• [Aufgaben]:
a: Gib die Stelle im Textabschnitt von „2. Nur indem“ bis einschließlich „IHN, der dient.“ wieder und ersetze dabei „glaubwürdig“ durch „überzeugend“.
b: Was repräsentiert die schreibende Person laut Textabschnitt sakramental?
c: Welche Angaben stehen im Textabschnitt in eckigen Klammern? Zähle alle auf.

Zwei Dinge nehme ich daher für mich auf alle Fälle mit:

  1. Das Amt, das ich ausübe, habe ich nicht von „mir“: ich bin zunächst und zuallererst mit allen hinein gerufen in die Kirche und dann (!) erst auch zur Kirche gesendet um sakramental den deutlich zu machen, der als der Lebendige mit uns geht.[4] Also: ich habe nicht mich, sondern IHN zu bringen und daher auch – wie alle IHN zu leben.
  2. Nur indem ich IHN lebe – also auch Seinen Dienst [vgl. Fußwaschung, vgl. Phil 2,1-11 u.a.m.] wird das [glaubwürdig] deutlich, was ich sakramental repräsentiere: IHN, der dient.

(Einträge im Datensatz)
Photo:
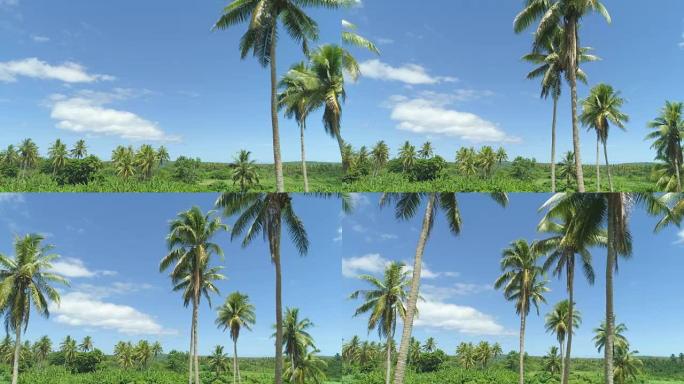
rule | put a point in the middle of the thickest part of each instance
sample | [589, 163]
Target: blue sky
[131, 72]
[111, 245]
[461, 305]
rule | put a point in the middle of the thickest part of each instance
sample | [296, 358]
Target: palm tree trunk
[598, 165]
[17, 349]
[610, 177]
[571, 36]
[413, 294]
[280, 183]
[301, 140]
[553, 145]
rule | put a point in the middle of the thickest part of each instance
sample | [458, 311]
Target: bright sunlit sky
[127, 72]
[461, 305]
[111, 245]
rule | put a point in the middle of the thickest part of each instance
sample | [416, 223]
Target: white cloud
[80, 309]
[75, 268]
[452, 317]
[432, 114]
[412, 74]
[68, 72]
[87, 112]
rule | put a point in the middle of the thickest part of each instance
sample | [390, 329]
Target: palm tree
[599, 110]
[237, 312]
[24, 282]
[386, 303]
[86, 345]
[407, 156]
[264, 214]
[574, 222]
[80, 150]
[522, 282]
[407, 205]
[244, 171]
[667, 137]
[294, 98]
[426, 151]
[58, 155]
[556, 323]
[263, 17]
[190, 250]
[218, 361]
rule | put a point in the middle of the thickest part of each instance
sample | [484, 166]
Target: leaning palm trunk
[280, 183]
[301, 140]
[610, 177]
[571, 31]
[17, 349]
[553, 145]
[413, 294]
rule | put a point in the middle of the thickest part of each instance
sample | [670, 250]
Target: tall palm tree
[565, 13]
[25, 282]
[80, 150]
[236, 313]
[522, 282]
[667, 137]
[58, 155]
[244, 171]
[190, 250]
[599, 110]
[574, 223]
[386, 303]
[406, 207]
[264, 17]
[265, 214]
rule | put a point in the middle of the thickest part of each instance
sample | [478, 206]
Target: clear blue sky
[461, 304]
[129, 71]
[111, 246]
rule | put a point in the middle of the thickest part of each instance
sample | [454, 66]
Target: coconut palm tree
[80, 150]
[522, 282]
[25, 282]
[236, 313]
[86, 345]
[574, 224]
[264, 18]
[600, 109]
[565, 13]
[667, 137]
[294, 99]
[191, 246]
[58, 155]
[386, 303]
[406, 207]
[265, 214]
[244, 171]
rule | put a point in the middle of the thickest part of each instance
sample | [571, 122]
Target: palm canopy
[25, 281]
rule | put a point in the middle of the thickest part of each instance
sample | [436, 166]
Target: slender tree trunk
[388, 372]
[553, 145]
[413, 294]
[598, 165]
[17, 349]
[302, 126]
[568, 322]
[610, 177]
[571, 31]
[280, 183]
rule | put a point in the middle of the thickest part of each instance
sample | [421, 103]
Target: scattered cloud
[88, 112]
[68, 72]
[411, 74]
[433, 114]
[75, 268]
[81, 309]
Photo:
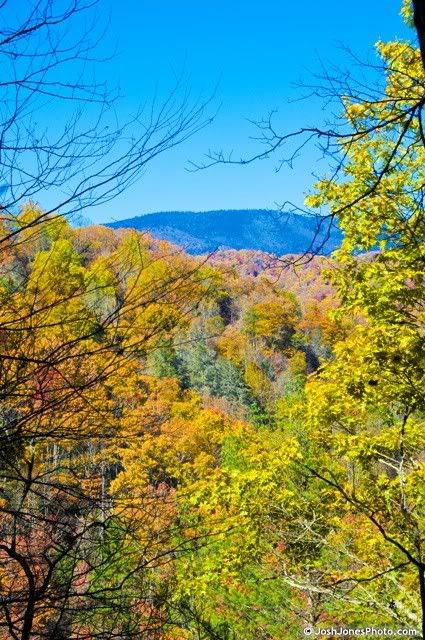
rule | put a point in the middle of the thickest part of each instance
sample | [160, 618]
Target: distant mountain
[205, 232]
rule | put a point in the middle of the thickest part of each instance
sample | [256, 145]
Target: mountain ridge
[200, 232]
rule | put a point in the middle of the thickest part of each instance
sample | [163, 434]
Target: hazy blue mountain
[204, 232]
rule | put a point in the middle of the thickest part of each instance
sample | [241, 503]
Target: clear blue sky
[255, 51]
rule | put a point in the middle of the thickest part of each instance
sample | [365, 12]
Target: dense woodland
[225, 447]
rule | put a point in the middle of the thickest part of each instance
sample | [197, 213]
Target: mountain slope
[204, 232]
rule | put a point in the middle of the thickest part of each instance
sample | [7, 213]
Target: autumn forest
[219, 447]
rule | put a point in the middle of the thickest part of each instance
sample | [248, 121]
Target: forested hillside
[214, 447]
[201, 232]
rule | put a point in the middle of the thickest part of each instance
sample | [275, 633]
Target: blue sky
[254, 52]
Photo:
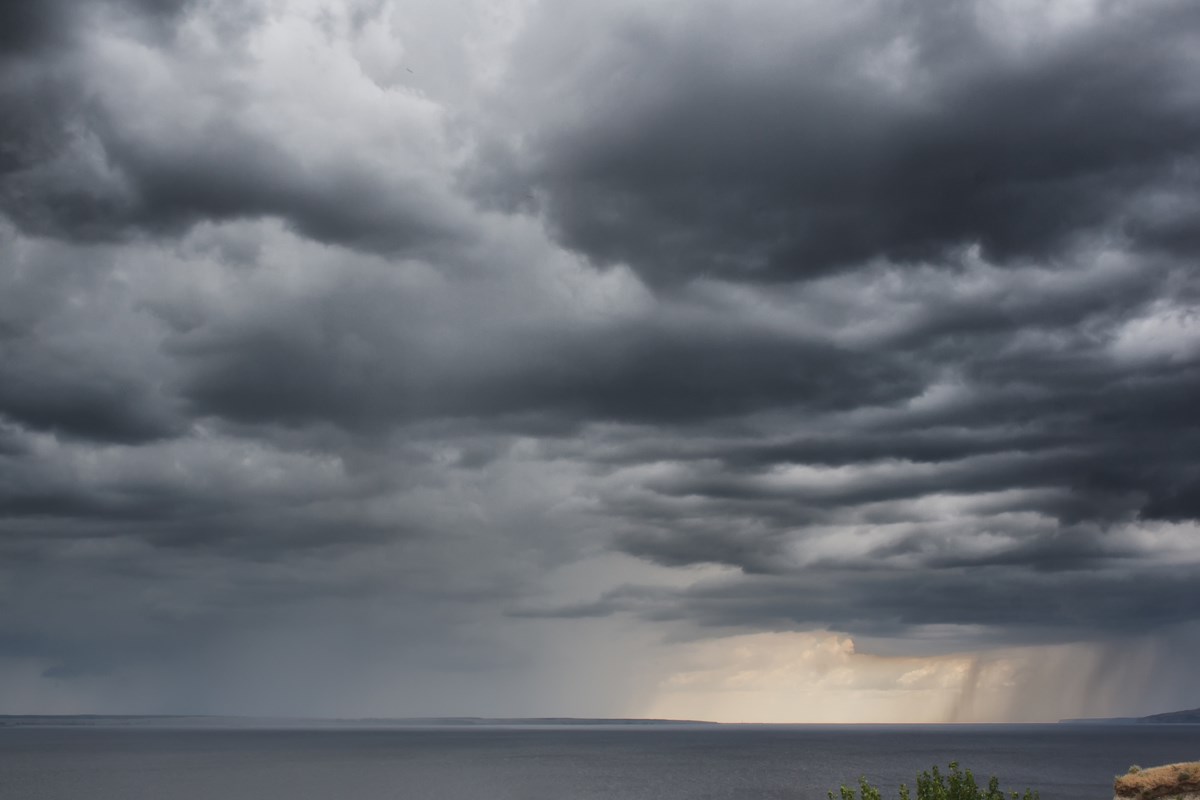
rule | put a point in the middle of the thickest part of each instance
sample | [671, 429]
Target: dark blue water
[798, 763]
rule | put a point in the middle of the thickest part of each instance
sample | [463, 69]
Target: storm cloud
[382, 353]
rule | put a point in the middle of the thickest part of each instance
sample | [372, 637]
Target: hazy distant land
[202, 721]
[1192, 716]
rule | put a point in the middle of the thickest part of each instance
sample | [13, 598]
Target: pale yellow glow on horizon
[820, 677]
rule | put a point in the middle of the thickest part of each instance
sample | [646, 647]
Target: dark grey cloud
[876, 319]
[705, 145]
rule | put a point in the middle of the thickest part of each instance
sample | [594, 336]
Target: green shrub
[933, 785]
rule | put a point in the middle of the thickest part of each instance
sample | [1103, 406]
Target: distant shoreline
[1191, 716]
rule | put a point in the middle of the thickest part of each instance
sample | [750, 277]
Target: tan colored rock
[1180, 781]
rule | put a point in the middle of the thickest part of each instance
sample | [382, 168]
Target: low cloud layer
[385, 353]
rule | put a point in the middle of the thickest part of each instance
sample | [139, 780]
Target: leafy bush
[933, 785]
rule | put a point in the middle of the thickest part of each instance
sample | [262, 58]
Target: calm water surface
[798, 763]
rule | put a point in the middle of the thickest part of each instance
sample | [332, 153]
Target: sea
[568, 762]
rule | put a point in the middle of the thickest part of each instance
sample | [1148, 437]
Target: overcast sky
[769, 360]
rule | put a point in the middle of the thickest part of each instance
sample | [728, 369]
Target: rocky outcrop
[1180, 781]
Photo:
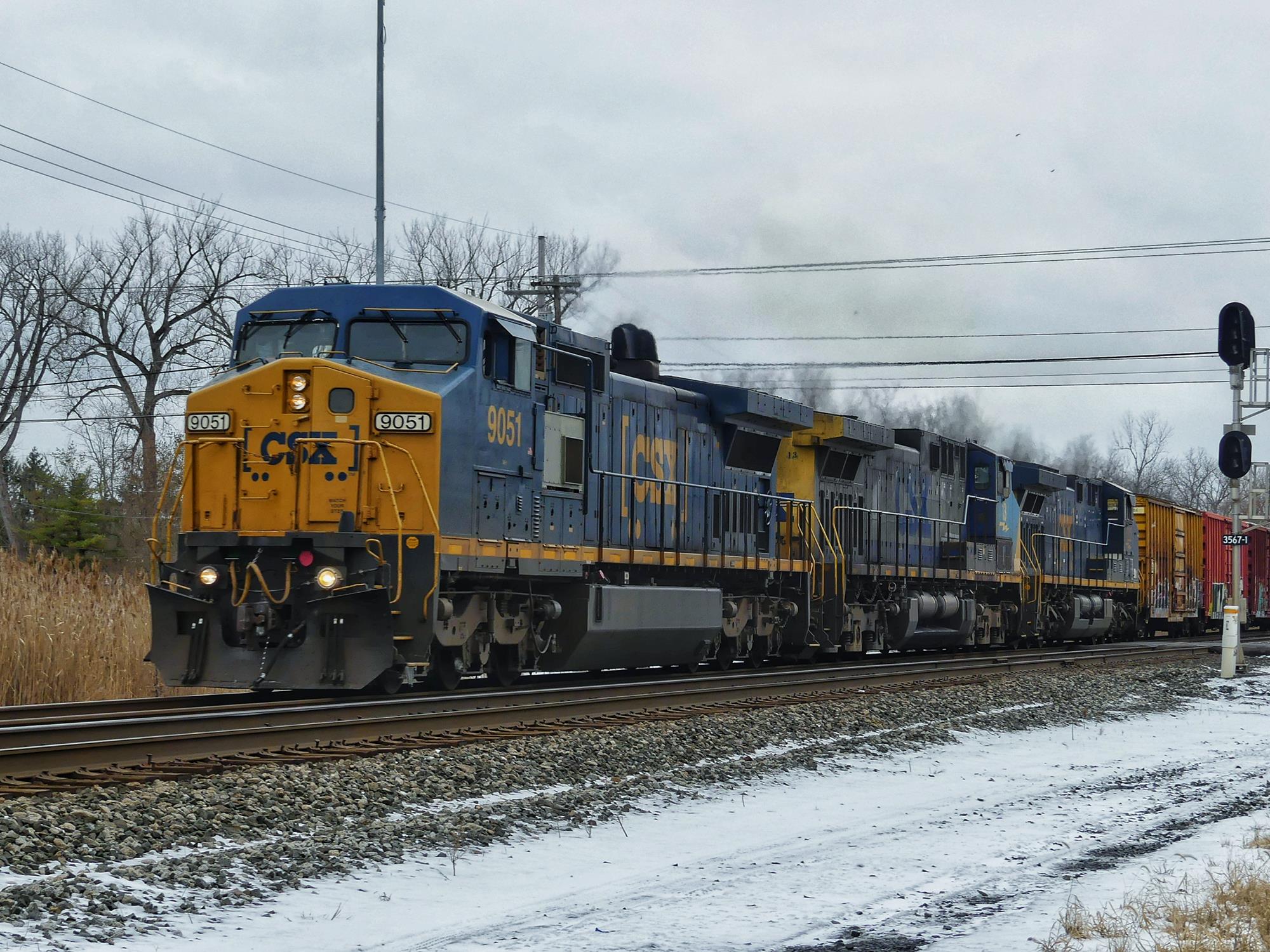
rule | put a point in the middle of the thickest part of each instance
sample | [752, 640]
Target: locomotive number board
[388, 422]
[208, 423]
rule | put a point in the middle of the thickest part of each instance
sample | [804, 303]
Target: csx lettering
[279, 447]
[656, 455]
[504, 427]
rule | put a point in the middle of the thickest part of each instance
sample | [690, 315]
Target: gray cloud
[725, 134]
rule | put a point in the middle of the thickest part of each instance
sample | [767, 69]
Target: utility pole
[379, 148]
[543, 274]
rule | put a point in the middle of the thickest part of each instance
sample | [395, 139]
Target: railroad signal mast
[1236, 346]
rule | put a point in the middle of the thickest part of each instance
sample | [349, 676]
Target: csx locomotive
[406, 484]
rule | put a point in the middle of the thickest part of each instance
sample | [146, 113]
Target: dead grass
[1225, 908]
[72, 633]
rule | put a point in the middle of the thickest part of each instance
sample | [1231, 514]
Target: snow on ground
[972, 846]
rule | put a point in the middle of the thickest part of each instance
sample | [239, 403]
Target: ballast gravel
[107, 863]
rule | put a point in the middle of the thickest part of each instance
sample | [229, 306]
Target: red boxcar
[1258, 588]
[1217, 569]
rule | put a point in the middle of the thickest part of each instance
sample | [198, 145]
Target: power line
[139, 178]
[112, 379]
[961, 378]
[803, 365]
[1109, 255]
[1008, 387]
[95, 420]
[321, 251]
[286, 242]
[250, 158]
[938, 337]
[83, 512]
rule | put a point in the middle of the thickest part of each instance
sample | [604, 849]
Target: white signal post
[1236, 346]
[1233, 615]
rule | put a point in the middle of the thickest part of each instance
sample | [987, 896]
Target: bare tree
[497, 266]
[1141, 441]
[148, 310]
[31, 327]
[1194, 480]
[338, 258]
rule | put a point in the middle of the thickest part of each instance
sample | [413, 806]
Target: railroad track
[58, 747]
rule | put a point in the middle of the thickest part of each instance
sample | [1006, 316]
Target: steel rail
[35, 752]
[82, 711]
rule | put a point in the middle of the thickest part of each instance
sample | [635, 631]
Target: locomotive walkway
[58, 747]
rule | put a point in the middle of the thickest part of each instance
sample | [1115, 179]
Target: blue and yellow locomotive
[404, 484]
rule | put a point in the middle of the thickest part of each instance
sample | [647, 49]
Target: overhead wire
[251, 158]
[1113, 253]
[805, 365]
[976, 336]
[285, 243]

• [Gelöste Aufgaben]:
a:
2. Nur indem ich IHN lebe – also auch Seinen Dienst [vgl. Fußwaschung, vgl. Phil 2,1-11 u.a.m.] wird das [überzeugend] deutlich, was ich sakramental repräsentiere: IHN, der dient.

b: IHN, der dient.

c:
- 4
- vgl. Fußwaschung, vgl. Phil 2,1-11 u.a.m.
- glaubwürdig